- _The exercise_
Please change "thatched roof" to "straw roof" in the lines below and give them back with nothing else altered, leaving the pictures out.

- _Records for the exercise_
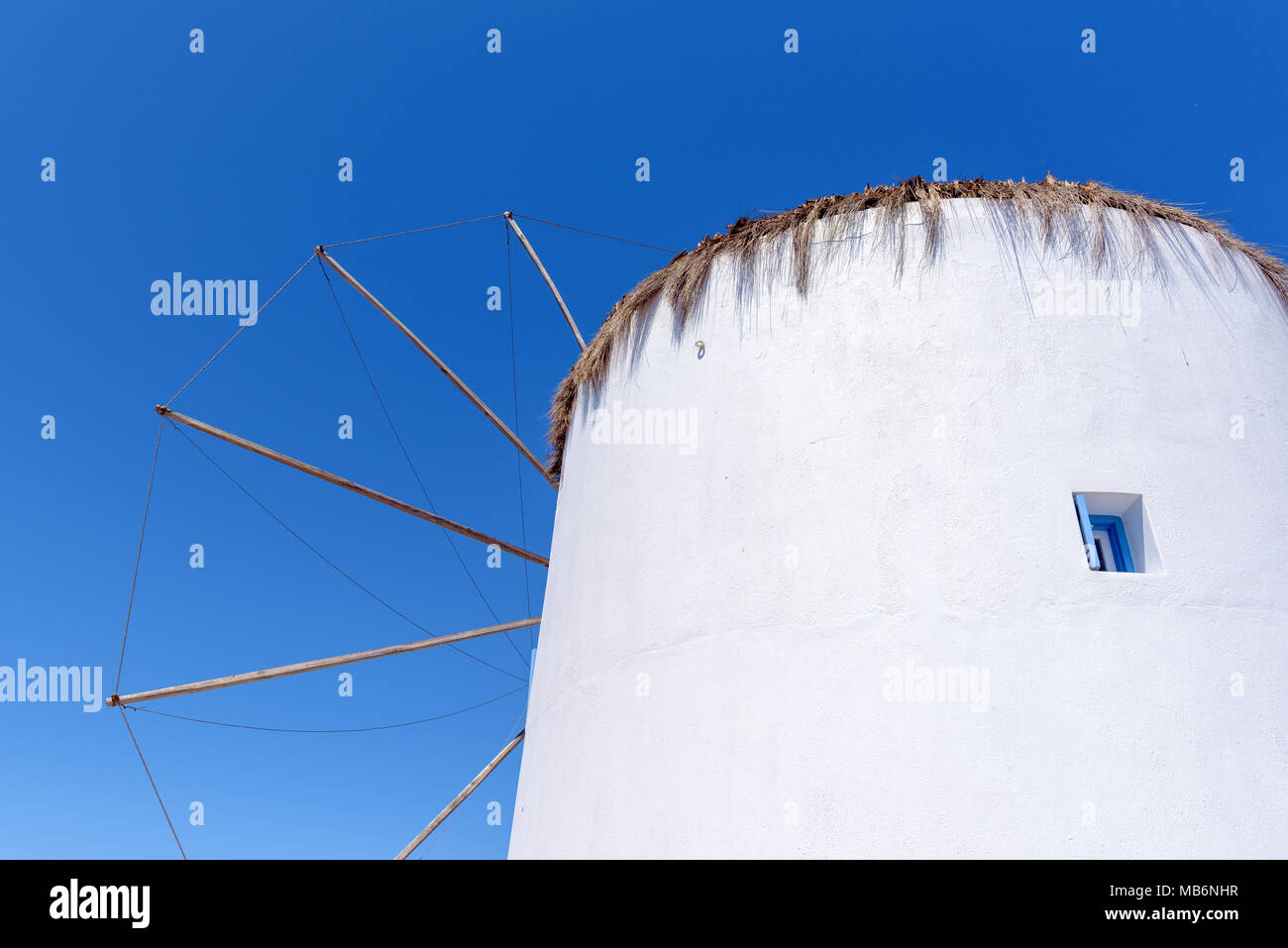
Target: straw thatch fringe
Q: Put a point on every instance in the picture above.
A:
(1046, 213)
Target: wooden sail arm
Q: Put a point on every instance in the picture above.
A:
(460, 797)
(351, 485)
(442, 366)
(563, 307)
(300, 668)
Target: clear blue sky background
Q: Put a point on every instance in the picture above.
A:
(223, 165)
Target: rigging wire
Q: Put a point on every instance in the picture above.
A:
(336, 569)
(138, 557)
(411, 466)
(595, 233)
(518, 462)
(419, 230)
(514, 729)
(250, 322)
(140, 751)
(329, 730)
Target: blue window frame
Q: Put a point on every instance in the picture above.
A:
(1104, 539)
(1111, 528)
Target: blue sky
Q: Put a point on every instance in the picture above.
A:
(224, 165)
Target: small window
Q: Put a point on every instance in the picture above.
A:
(1116, 533)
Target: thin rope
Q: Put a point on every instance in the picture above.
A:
(331, 730)
(514, 729)
(140, 751)
(518, 462)
(138, 556)
(411, 466)
(336, 569)
(239, 331)
(595, 233)
(419, 230)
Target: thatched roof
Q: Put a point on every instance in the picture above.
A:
(1047, 211)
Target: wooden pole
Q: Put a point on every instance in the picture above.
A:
(514, 226)
(351, 485)
(299, 668)
(442, 366)
(460, 797)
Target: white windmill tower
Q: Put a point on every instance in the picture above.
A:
(831, 484)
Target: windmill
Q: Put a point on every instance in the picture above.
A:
(179, 421)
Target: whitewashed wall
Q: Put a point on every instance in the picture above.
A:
(881, 476)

- _The answer_
Target: straw thatch fringe
Q: Put a point on every instance in the picture above.
A:
(1046, 213)
Target: wooden sail arm
Q: Put a point on every instance in the picture above.
A:
(460, 797)
(351, 485)
(442, 366)
(563, 307)
(300, 668)
Target: clear blue sky background
Q: Put a point on every instance in the picture above.
A:
(223, 165)
Target: rigging wire
Q: Put a point on every instance in the picture above.
A:
(336, 569)
(138, 557)
(411, 466)
(595, 233)
(518, 462)
(419, 230)
(514, 729)
(250, 322)
(140, 751)
(329, 730)
Target: blue window frame
Q: Put a point on every instance in the picture above.
A:
(1104, 539)
(1111, 528)
Target: blue sky
Q: Put a point on every instance in the picture above.
A:
(224, 165)
Target: small window
Q: Put a point on every instance in the picture above.
A:
(1116, 533)
Target: thin rope
Q: Put a point on every instance in the picture above.
A:
(331, 730)
(514, 729)
(140, 751)
(518, 462)
(138, 556)
(411, 466)
(336, 569)
(239, 331)
(595, 233)
(419, 230)
Target: straw roof
Q: Put a point on every instance in the picture above.
A:
(1047, 211)
Target: wooden pole
Q: Put a point on every instance in the picture above.
A:
(514, 226)
(351, 485)
(299, 668)
(442, 366)
(460, 797)
Target: white windmill tower
Q: Put a point on every instance in the picture above.
A:
(831, 484)
Target: windmill
Q: Put a point on every instance in the picture above.
A:
(179, 421)
Target: whitewashed wall
Q: Put a point on every instance in the picture above.
A:
(881, 476)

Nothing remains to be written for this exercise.